We are two-thirds of the way through an excellent three-part Forbes series by Dr. Robert Pearl on what’s wrong with U.S. health care. The latest installment argues that hospital behavior has escalated health care costs and hospital administrators are more likely to aggravate than fix the problem.
Pearl is well-known in health care circles as the author, earlier this year, of Mistreated: Why We Think We’re Getting Good Health Care—And Why We’re Usually Wrong, and former CEO of The Permanente Medical Group.
Bigger hospitals for fewer inpatients?
Broadly speaking, Pearl believes that a focus on consolidation, expanded facilities and redundant medical equipment purchases at the expense of simpler solutions like emphasizing prevention and correcting common medical errors is responsible for the out-of-control costs in our system. Hospitals, he says, are the biggest purveyors of these trends and now, according to the Harvard Business Review, some of the biggest hospitals in the business are losing money.
===
What you should do:
Copy word for word everything in the health care passage from "We are two-thirds" down to "fix the problem.".

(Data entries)
===
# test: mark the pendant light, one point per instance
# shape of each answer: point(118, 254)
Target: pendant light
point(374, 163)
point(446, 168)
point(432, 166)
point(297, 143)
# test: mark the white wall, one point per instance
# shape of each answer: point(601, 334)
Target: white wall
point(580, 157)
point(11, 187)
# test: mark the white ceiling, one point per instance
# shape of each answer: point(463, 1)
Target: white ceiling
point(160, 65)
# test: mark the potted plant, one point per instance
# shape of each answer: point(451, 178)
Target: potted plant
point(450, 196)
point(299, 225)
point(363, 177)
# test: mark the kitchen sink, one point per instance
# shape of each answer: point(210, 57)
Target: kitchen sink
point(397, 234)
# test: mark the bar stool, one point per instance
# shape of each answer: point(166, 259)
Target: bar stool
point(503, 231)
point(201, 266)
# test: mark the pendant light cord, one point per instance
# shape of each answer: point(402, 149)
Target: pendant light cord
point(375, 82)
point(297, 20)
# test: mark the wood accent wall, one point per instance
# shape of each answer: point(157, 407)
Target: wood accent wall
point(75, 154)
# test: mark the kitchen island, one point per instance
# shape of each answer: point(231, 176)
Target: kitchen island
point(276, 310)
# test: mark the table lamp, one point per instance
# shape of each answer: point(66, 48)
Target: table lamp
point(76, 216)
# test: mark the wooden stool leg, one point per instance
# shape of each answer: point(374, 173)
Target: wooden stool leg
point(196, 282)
===
Response below:
We are two-thirds of the way through an excellent three-part Forbes series by Dr. Robert Pearl on what’s wrong with U.S. health care. The latest installment argues that hospital behavior has escalated health care costs and hospital administrators are more likely to aggravate than fix the problem.